===== DOCUMENT SEGMENT

Engineering the T cell receptor for fun and profit: Uncovering complex biology, interrogating the immune system, and targeting disease

Abstract

T cell receptors (TCRs) orchestrate cellular immunity by recognizing peptide antigens bound and presented by major histocompatibility complex (MHC) proteins. Due to the TCR's central role in immunity and tight connection with human health, there has been significant interest in modulating TCR properties through protein engineering methods. Complicating these efforts is the complexity and vast diversity of TCR-peptide/MHC interfaces, the interdependency between TCR affinity, specificity, and cross-reactivity, and the sophisticated relationships between TCR binding properties and T cell function, many aspects of which are not well understood. Here we review TCR engineering, starting with a brief historical overview followed by discussions of more recent developments, including new efforts and opportunities to engineer TCR affinity, modulate specificity, and develop novel TCR-based constructs.

Figure 1.

Structural overview of TCR-peptide/MHC complexes. a) Representative structure of a TCR-peptide/MHC complex (in this case, the HCV1406 TCR bound to the HCV NS3 epitope presented by HLA-A2 [69]). The TCR α and β chains are indicated. The HLA-A2 heavy chain is in grey, the peptide in yellow, and the β₂-microglobulin subunit in light blue. b) View through the TCR onto the peptide/MHC complex showing the positions of the six CDR loops. The green and brown circles show the centers of mass of the HCV1406 TCR’s α and β chain variable domain. Although TCR binding geometries (including docking angles, positions, and CDR loop architecture) vary [70], most TCRs that have been structurally characterized adopt geometries resembling that shown in panels a and b. c) The peptide typically represents about one-third of the surface contacted by a TCR, with the MHC protein contributing the remainder. The image shows the number of times peptide and class I MHC amino acids are contacted by a TCR, using a database of 95 structures of TCRs bound to class I peptide/MHC complexes and a 4 Å cutoff for interatomic contacts. A representative nonameric peptide is shown. The residues of the MHC are represented by a mesh surface and the peptide is represented by a solid surface. Image generated by UCSF Chimera [71].

==========

WHAT YOU WILL DO:
a - Rewrite the paragraph of the TCR engineering text that begins "T cell receptors (TCRs) orchestrate cellular immunity" as a short bulleted list that keeps its main facts.
b - List every color named in the Figure 1 caption of the TCR engineering text.
c - Translate this sentence from the TCR engineering text into Spanish: "The peptide typically represents about one-third of the surface contacted by a TCR, with the MHC protein contributing the remainder."
You don't need the items at all for this work.

===== DATA RECORDS

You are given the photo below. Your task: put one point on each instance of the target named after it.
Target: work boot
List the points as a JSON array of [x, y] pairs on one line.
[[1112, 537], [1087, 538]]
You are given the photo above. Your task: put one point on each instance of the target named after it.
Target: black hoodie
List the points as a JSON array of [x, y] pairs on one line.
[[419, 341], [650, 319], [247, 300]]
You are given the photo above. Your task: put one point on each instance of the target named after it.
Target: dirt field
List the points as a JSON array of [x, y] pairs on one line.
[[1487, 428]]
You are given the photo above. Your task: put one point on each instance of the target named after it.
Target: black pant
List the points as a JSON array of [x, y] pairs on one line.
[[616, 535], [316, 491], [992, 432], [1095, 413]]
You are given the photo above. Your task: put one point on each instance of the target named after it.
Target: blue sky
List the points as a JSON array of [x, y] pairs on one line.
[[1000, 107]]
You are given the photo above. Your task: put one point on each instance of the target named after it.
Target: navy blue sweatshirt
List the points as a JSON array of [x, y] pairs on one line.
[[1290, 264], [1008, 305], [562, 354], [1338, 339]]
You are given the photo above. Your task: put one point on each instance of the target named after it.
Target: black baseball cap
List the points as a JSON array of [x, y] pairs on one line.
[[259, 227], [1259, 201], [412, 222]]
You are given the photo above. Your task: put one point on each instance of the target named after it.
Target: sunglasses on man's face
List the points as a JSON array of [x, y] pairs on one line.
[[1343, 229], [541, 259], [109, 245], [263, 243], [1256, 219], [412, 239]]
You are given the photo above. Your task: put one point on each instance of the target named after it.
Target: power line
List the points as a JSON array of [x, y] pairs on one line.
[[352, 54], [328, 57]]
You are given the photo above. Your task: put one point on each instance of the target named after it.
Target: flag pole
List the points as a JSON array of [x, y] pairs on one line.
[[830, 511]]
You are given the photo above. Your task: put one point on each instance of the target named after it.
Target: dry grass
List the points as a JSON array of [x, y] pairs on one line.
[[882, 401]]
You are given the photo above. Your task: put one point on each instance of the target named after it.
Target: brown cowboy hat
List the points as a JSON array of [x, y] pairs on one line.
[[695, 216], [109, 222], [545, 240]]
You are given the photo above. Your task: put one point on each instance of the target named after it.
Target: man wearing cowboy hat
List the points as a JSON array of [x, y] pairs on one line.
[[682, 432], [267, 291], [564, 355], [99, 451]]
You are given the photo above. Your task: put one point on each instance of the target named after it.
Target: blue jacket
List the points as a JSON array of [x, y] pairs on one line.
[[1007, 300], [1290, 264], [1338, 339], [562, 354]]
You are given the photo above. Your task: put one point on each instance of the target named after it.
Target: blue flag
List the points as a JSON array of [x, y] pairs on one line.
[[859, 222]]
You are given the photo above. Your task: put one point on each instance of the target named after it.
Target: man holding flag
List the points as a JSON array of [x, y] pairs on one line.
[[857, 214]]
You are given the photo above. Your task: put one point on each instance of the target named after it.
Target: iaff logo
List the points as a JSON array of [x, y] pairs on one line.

==========

YOUR RESPONSES:
a -
- T cell receptors (TCRs) direct cellular immunity by recognizing peptide antigens bound and presented by MHC proteins.
- Because TCRs are central to immunity and closely tied to human health, there is strong interest in changing their properties through protein engineering.
- These efforts are complicated by:
  - the complexity and great diversity of TCR-peptide/MHC interfaces
  - the interdependence of TCR affinity, specificity, and cross-reactivity
  - the complex, often poorly understood links between TCR binding properties and T cell function
- The review covers TCR engineering:
  - a brief history
  - recent developments, including engineering affinity, modulating specificity, and building novel TCR-based constructs

b -
- grey
- yellow
- light blue
- green
- brown

c - El péptido suele representar aproximadamente un tercio de la superficie contactada por un TCR, y la proteína del MHC aporta el resto.